[TEXT TO READ start]

Australia is a Westernised nation that exists within the Asian sphere of influence. Despite our geographic position, however, Australia has steadfastly clung to its Western roots, first with Britain and latterly with the US. But with changing times in a changing world it may be time to rethink our traditional and outdated alliances and consider our position relative to our neighbours.
There has been a massive socio-economic gap between us and many of our neighbours in the region but now that gap is slowly getting narrower. There are also fundamental societal differences including religion, work practices and familial values. Yet, despite these differences, we have generally managed throughout our history to have been seen as reasonably good neighbours even though there have periodically been some bitter disputes in the past. However, given the way the world is evolving in the twenty-first century one wonders if it may not be time for Australia to consider cutting loose from our obsession with the somewhat arrogant notion that we are a part of the concept of Western exceptionalism and instead consider the possibility of becoming a declared neutral sovereign nation.

[TEXT TO READ end]
[DATASET start]

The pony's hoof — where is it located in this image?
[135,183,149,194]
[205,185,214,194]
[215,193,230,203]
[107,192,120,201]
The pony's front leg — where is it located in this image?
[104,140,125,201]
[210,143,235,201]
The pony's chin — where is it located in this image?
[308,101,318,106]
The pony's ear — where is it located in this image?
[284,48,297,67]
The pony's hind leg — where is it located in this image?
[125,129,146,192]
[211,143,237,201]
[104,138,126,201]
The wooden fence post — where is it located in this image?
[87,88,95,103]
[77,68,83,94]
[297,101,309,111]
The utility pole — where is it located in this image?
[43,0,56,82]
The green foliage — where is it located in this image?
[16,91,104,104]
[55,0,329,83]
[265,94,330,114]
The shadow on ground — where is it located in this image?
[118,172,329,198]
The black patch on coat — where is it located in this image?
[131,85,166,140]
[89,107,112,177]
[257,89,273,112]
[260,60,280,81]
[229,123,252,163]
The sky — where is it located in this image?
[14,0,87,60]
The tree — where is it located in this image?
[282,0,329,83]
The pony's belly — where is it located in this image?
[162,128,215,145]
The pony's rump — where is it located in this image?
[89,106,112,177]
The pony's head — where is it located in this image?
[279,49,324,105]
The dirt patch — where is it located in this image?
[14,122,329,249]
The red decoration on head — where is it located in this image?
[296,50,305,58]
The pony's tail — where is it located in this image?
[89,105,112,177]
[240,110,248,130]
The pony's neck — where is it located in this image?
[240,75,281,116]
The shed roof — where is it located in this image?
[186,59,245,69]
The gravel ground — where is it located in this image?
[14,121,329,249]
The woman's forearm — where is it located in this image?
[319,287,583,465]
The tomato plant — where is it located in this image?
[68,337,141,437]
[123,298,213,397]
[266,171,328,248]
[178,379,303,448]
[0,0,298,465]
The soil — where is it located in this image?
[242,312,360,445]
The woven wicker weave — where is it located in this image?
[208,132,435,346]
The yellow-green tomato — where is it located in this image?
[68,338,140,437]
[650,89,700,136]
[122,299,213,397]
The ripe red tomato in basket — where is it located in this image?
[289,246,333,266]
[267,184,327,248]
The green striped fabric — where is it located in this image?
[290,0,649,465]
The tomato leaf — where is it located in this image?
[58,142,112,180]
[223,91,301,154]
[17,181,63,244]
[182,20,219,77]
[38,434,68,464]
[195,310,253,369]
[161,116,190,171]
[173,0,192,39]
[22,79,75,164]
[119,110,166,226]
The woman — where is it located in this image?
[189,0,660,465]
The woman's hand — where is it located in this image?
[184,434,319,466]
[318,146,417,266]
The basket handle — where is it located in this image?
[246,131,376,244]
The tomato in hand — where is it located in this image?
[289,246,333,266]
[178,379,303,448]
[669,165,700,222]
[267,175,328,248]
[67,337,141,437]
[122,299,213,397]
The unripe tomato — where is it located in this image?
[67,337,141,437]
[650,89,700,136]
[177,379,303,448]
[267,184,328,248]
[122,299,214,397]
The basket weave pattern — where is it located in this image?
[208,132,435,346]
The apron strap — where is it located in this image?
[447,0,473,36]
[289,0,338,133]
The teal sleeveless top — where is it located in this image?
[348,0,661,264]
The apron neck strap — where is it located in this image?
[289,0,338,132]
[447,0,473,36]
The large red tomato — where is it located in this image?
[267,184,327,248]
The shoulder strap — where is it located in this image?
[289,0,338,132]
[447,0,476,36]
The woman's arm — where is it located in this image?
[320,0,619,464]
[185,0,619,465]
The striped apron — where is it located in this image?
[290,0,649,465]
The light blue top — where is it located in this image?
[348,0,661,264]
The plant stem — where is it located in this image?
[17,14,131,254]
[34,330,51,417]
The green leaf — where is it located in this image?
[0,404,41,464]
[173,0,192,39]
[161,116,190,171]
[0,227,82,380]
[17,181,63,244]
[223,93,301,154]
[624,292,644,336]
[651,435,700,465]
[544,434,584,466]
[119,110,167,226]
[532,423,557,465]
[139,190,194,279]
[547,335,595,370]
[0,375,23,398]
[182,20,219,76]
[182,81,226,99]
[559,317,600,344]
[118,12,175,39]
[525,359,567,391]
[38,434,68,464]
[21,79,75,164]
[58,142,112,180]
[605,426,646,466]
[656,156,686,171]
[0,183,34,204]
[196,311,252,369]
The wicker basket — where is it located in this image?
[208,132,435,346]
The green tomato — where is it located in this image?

[DATASET end]

**AIM 1**
Retype the part of the passage on Australia's alliances that opens with the words containing "There has been" and closes with "neutral sovereign nation.".
**AIM 2**
Answer these questions from the passage on Australia's alliances:
(a) To which two nations, in order, does the passage say Australia has clung?
(b) Which three societal differences does it list?
(c) What does the passage suggest Australia might consider becoming?
**AIM 3**
Write what follows the last sentence of the passage on Australia's alliances.

**TASK OUTPUT 1**
There has been a massive socio-economic gap between us and many of our neighbours in the region but now that gap is slowly getting narrower. There are also fundamental societal differences including religion, work practices and familial values. Yet, despite these differences, we have generally managed throughout our history to have been seen as reasonably good neighbours even though there have periodically been some bitter disputes in the past. However, given the way the world is evolving in the twenty-first century one wonders if it may not be time for Australia to consider cutting loose from our obsession with the somewhat arrogant notion that we are a part of the concept of Western exceptionalism and instead consider the possibility of becoming a declared neutral sovereign nation.

**TASK OUTPUT 2**
(a) Britain first, and later the US.
(b) Religion, work practices and familial values.
(c) A declared neutral sovereign nation.

**TASK OUTPUT 3**
In doing so, Australia does not have to shed any of the values that it shares with nations that it has been closely associated with in the past, and nor does it need to retreat from playing a role on the world stage. As a neutral nation, Australia would merely realign its role in the world from one of being a co-belligerent with past allies as they head off to their various wars against stereotyped enemies as a result of being entangled with treaties signed to suit bygone eras, to one of being a negotiator and arbitrator in the resolution of modern conflicts and crises and a provider of humanitarian services.
Australia is in unique position to adopt the role of an actively neutral nation. We are essentially a Westernised nation with a strong multicultural foundation geographically situated within the Pacific region dominated by a burgeoning Asian economy consisting of competing Asian nations and markets. During stable periods in the world Australia enjoys the best of what both the Western world and the Asian world that is at our doorstep have to offer.
But the world of the twenty-first century is changing.
America has proclaimed itself the world’s only ‘superpower’. As such, many Americans see their role as being policemen to the world. Unfortunately, this has progressed to some of the more conservative members of American politics also seeing themselves as not just being the world’s policemen but also self-righteously being judge, jury and even executioner whenever trouble looms in places that are within the orbit of what they believe is ‘America’s interest’.
While undoubtedly there has been a time when America’s interests have also been Australia’s, the big question for Australia in the twenty-first century is; are America’s interests still unquestionably our interests as well? Sure, without the United States, Australia would never have been able to beat back the Japanese in the middle of the last century – but that was in the last century when total wars dominated the era. Does Australia really have to tie itself to America’s apron strings today because they helped us out during the last century?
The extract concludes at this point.